=== Extracted entries ===

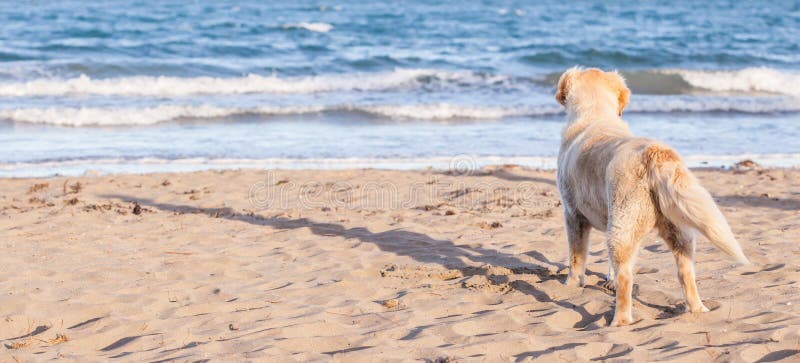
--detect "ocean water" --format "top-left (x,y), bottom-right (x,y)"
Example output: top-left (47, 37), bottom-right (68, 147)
top-left (0, 0), bottom-right (800, 176)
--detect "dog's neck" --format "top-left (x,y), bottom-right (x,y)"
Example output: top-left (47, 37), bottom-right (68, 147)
top-left (561, 102), bottom-right (631, 144)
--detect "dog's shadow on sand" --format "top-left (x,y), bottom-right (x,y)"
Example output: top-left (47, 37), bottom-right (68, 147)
top-left (100, 194), bottom-right (613, 329)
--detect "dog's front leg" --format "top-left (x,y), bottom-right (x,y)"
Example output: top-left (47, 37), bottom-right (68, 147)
top-left (564, 213), bottom-right (591, 287)
top-left (603, 262), bottom-right (617, 291)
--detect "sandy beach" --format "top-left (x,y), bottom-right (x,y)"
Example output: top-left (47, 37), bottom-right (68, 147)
top-left (0, 166), bottom-right (800, 362)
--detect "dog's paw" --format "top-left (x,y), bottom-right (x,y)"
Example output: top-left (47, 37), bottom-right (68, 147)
top-left (600, 280), bottom-right (617, 292)
top-left (564, 275), bottom-right (584, 287)
top-left (609, 314), bottom-right (633, 327)
top-left (686, 304), bottom-right (711, 313)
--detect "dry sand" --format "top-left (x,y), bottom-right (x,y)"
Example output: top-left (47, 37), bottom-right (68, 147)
top-left (0, 167), bottom-right (800, 362)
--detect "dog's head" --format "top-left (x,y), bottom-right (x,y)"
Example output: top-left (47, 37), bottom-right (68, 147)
top-left (556, 67), bottom-right (631, 116)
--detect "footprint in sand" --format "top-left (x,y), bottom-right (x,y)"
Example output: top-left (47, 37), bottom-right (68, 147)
top-left (742, 263), bottom-right (786, 276)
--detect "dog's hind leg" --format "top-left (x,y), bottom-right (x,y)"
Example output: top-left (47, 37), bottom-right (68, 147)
top-left (607, 203), bottom-right (653, 326)
top-left (658, 221), bottom-right (709, 313)
top-left (564, 213), bottom-right (592, 286)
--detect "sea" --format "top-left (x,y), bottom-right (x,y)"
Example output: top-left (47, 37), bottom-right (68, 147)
top-left (0, 0), bottom-right (800, 177)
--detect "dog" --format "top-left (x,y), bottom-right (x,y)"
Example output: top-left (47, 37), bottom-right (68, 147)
top-left (555, 67), bottom-right (749, 326)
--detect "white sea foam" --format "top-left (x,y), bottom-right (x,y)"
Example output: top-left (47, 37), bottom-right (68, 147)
top-left (281, 22), bottom-right (333, 33)
top-left (0, 105), bottom-right (324, 126)
top-left (0, 96), bottom-right (800, 127)
top-left (663, 67), bottom-right (800, 96)
top-left (0, 69), bottom-right (494, 97)
top-left (0, 103), bottom-right (560, 126)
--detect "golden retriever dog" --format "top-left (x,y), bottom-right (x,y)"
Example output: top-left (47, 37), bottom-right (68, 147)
top-left (556, 67), bottom-right (749, 326)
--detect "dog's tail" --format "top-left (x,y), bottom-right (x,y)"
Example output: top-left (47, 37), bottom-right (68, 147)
top-left (644, 144), bottom-right (750, 264)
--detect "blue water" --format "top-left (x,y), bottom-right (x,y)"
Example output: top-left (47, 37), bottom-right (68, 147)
top-left (0, 0), bottom-right (800, 176)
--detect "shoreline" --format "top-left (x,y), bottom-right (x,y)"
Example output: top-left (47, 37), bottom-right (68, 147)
top-left (0, 153), bottom-right (800, 178)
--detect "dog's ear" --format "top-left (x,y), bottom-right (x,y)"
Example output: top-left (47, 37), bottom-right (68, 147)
top-left (556, 69), bottom-right (573, 107)
top-left (614, 72), bottom-right (631, 116)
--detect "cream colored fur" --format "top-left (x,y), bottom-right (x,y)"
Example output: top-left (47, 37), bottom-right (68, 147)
top-left (556, 67), bottom-right (748, 326)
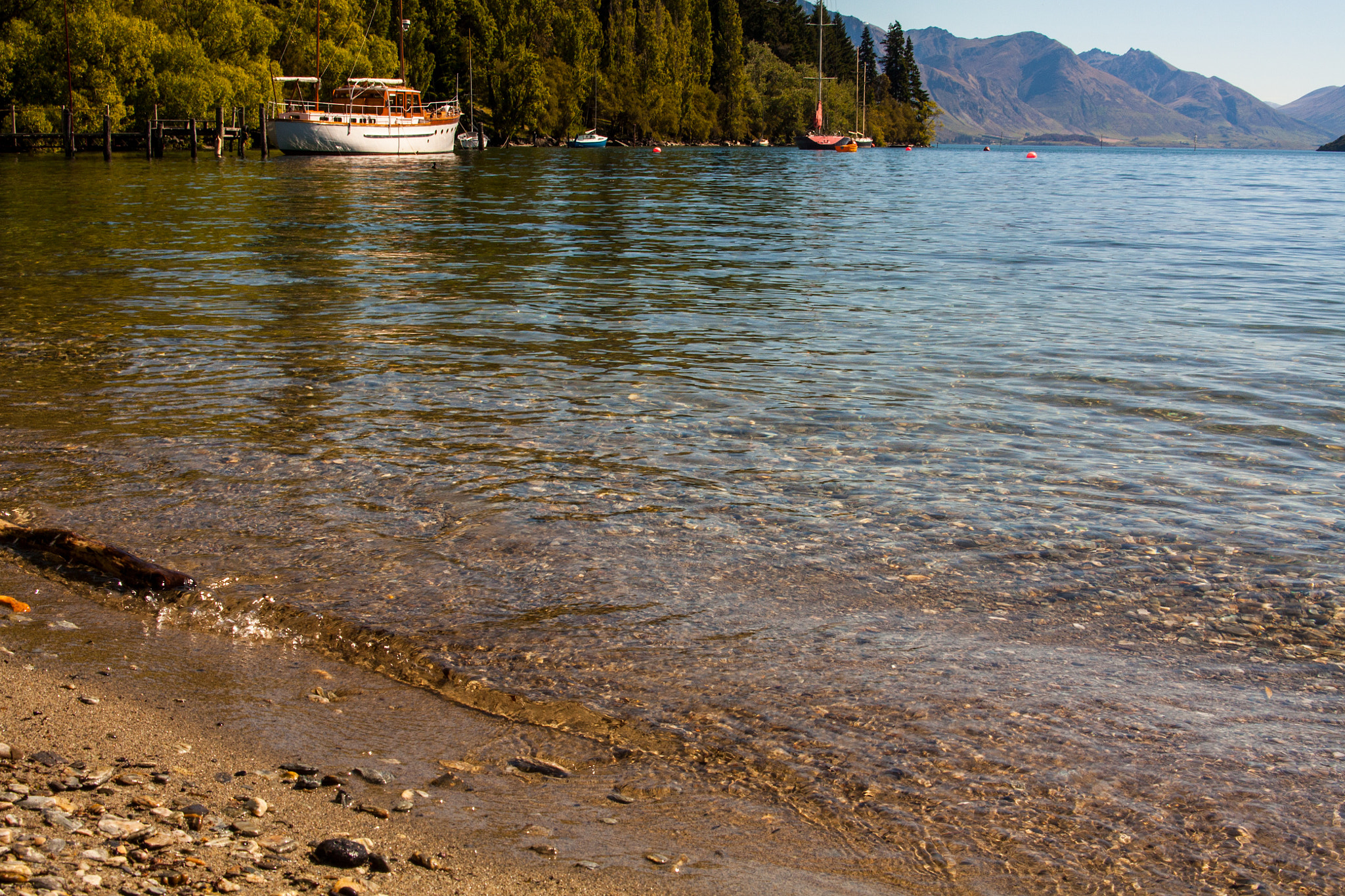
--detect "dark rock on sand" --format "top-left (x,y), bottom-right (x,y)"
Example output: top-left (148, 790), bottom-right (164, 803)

===

→ **The problem**
How many lines in the data above contain the string "water"? Case counts. Reply with only the number.

→ **Solution to the problem**
2